→ Assignment:
A faithful copy of all the records is needed, with the pictures omitted.

[Collected data]
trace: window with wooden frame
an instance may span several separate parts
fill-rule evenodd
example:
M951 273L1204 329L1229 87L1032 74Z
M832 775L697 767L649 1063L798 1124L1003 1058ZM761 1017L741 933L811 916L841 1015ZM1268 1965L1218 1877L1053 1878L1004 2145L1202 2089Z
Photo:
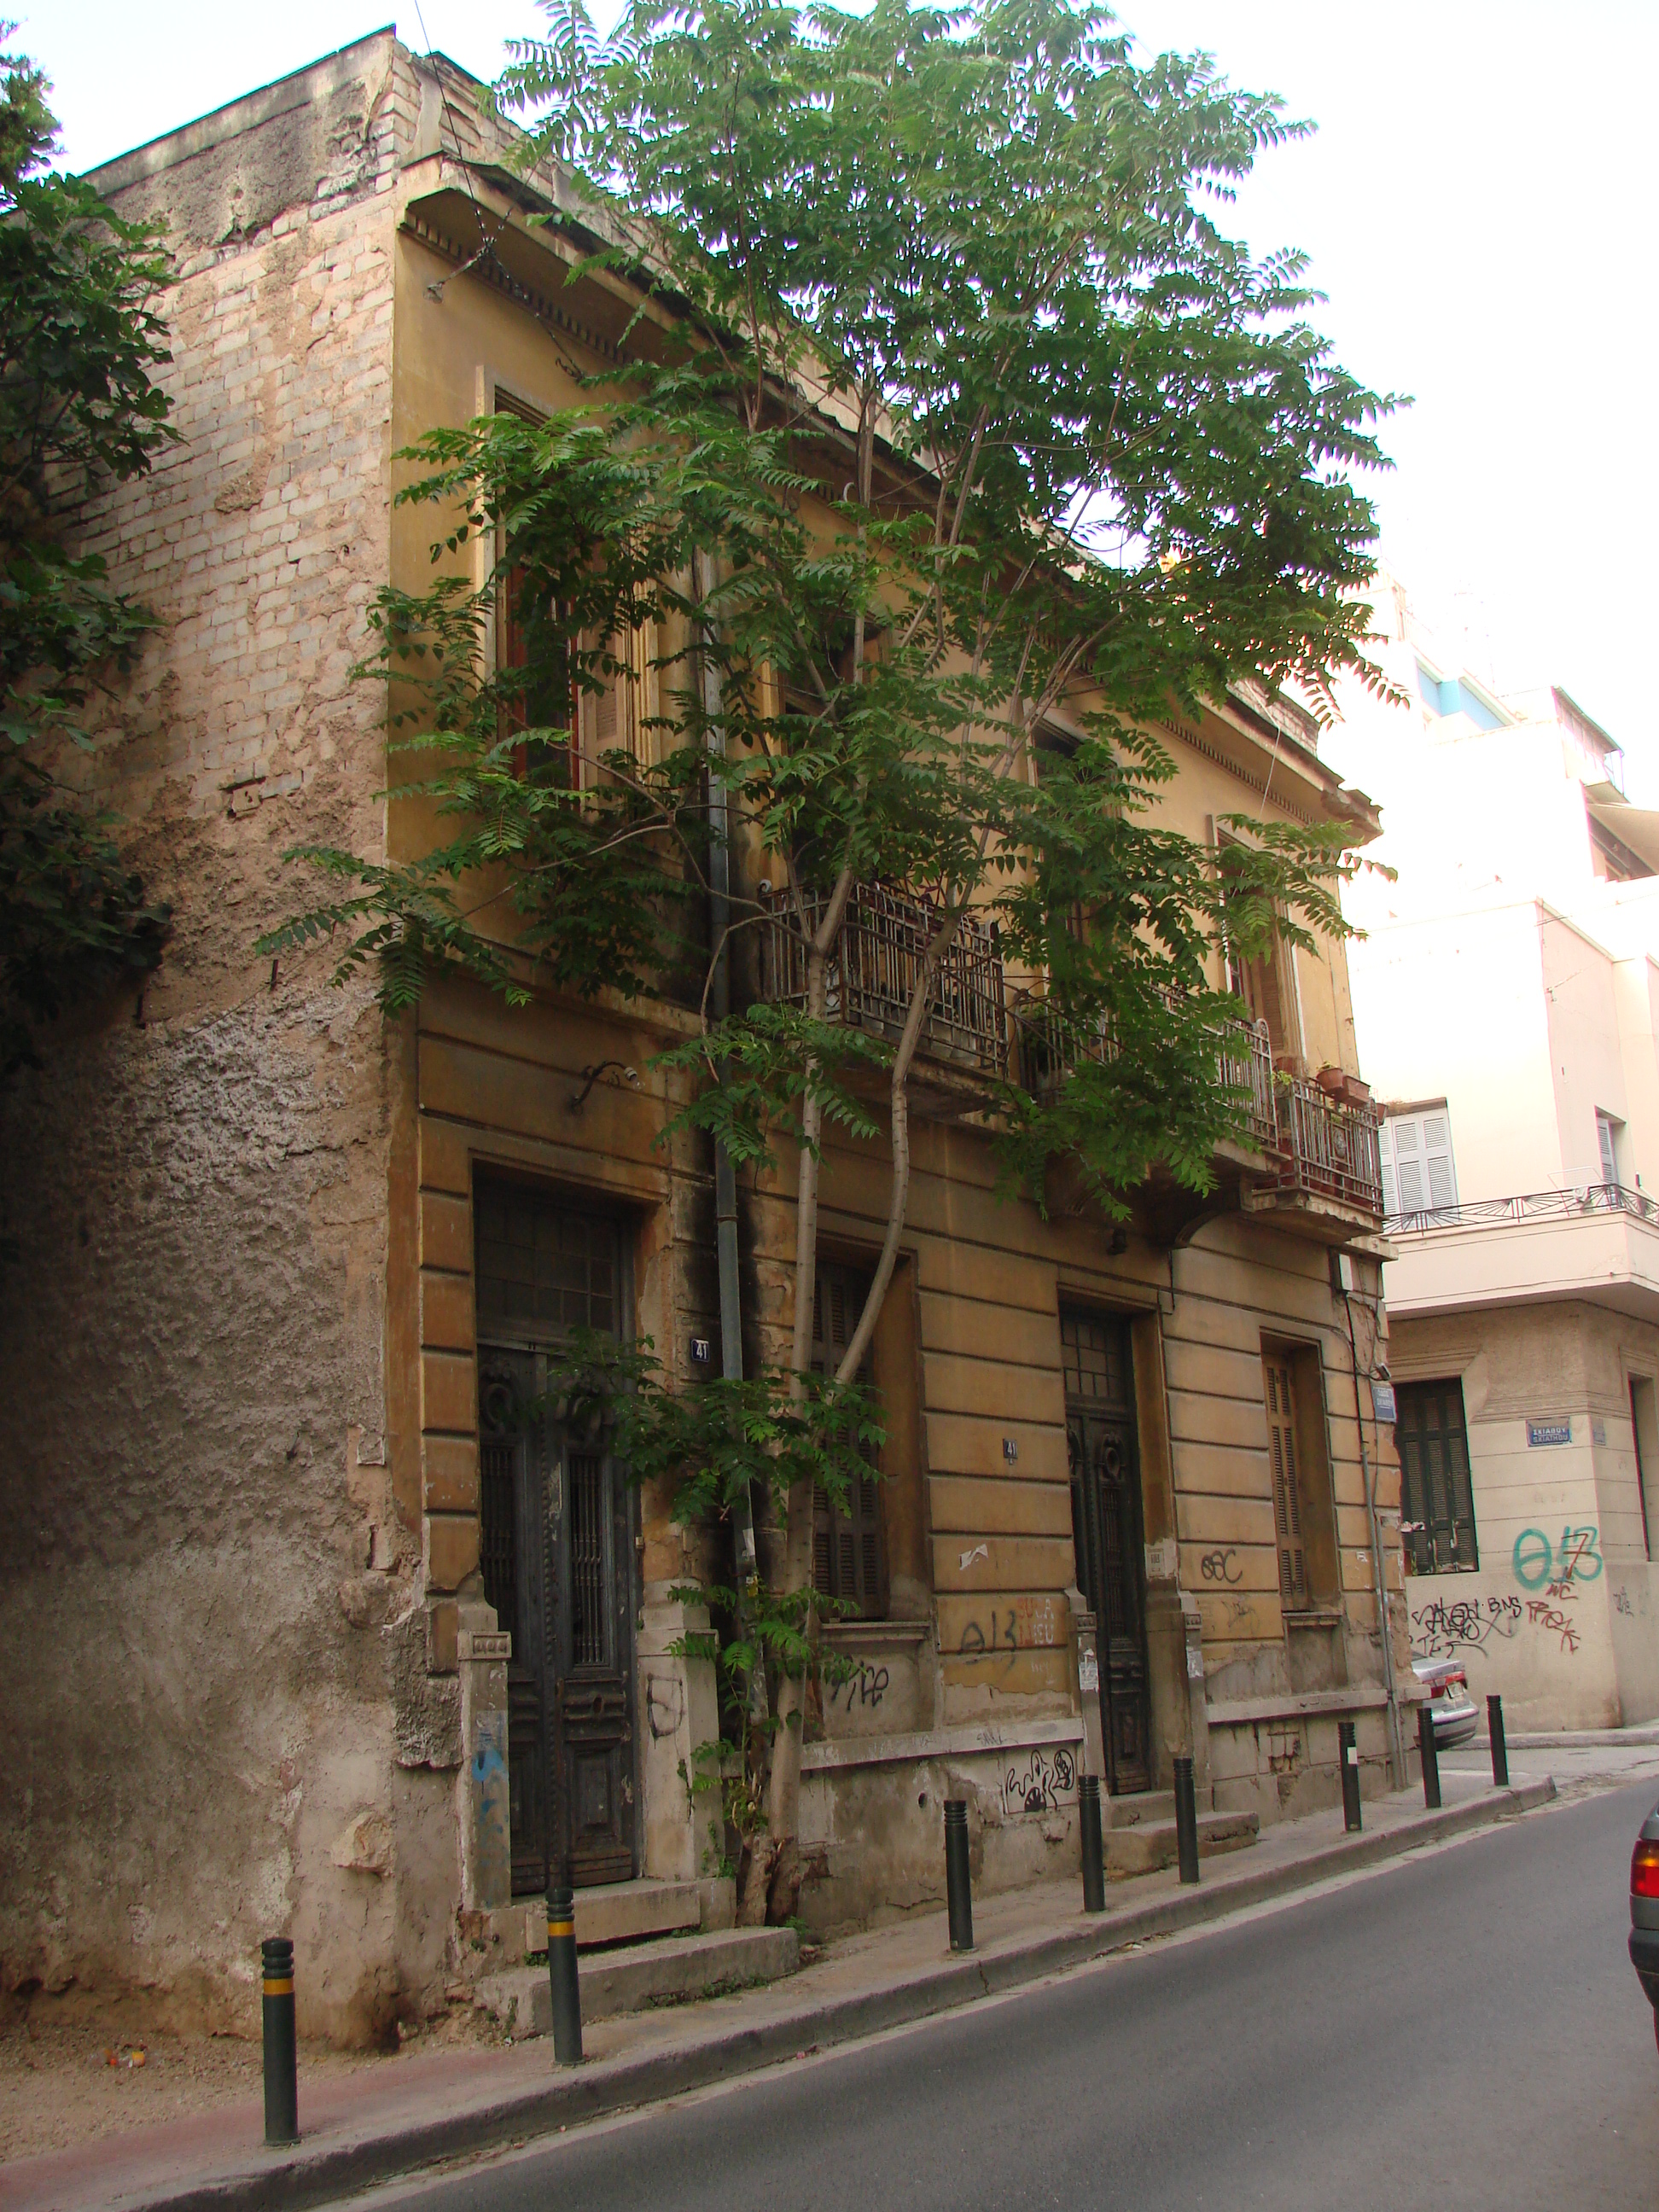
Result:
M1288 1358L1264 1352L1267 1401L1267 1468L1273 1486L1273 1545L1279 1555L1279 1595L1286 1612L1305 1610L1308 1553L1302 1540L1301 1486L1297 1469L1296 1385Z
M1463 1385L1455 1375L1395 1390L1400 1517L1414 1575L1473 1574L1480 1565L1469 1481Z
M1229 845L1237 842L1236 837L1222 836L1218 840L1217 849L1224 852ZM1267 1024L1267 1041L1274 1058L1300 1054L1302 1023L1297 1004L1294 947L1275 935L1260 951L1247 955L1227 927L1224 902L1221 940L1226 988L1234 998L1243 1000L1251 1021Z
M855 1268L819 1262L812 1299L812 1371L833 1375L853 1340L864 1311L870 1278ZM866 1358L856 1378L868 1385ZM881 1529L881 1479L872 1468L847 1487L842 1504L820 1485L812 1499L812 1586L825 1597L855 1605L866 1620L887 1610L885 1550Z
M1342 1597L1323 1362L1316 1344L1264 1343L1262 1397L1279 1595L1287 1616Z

→ Exercise answer:
trace: window with wooden frame
an instance may span several separate parts
fill-rule evenodd
example:
M951 273L1204 329L1229 87L1032 74Z
M832 775L697 767L649 1063L798 1124L1003 1058ZM761 1017L741 933L811 916L841 1015ZM1268 1965L1218 1877L1053 1878L1004 2145L1202 2089Z
Photo:
Result:
M1288 1358L1264 1352L1267 1401L1267 1468L1273 1486L1273 1545L1279 1555L1279 1595L1286 1612L1305 1610L1308 1553L1302 1540L1301 1486L1297 1469L1296 1385Z
M1463 1385L1455 1375L1395 1390L1400 1517L1414 1575L1473 1574L1480 1565L1469 1481Z
M1229 845L1237 842L1236 837L1222 836L1218 840L1217 849L1224 852ZM1267 1024L1267 1041L1274 1058L1300 1054L1302 1023L1297 1004L1294 947L1275 935L1260 951L1247 955L1227 927L1224 902L1221 940L1226 988L1234 998L1243 1000L1251 1021Z
M855 1268L819 1262L812 1299L812 1371L833 1375L853 1340L864 1311L870 1278ZM866 1358L856 1378L868 1385ZM881 1529L881 1479L872 1468L847 1487L842 1504L820 1485L812 1499L812 1586L825 1597L855 1605L866 1620L887 1610L885 1550Z
M1342 1597L1323 1362L1316 1344L1264 1343L1262 1397L1279 1595L1287 1616Z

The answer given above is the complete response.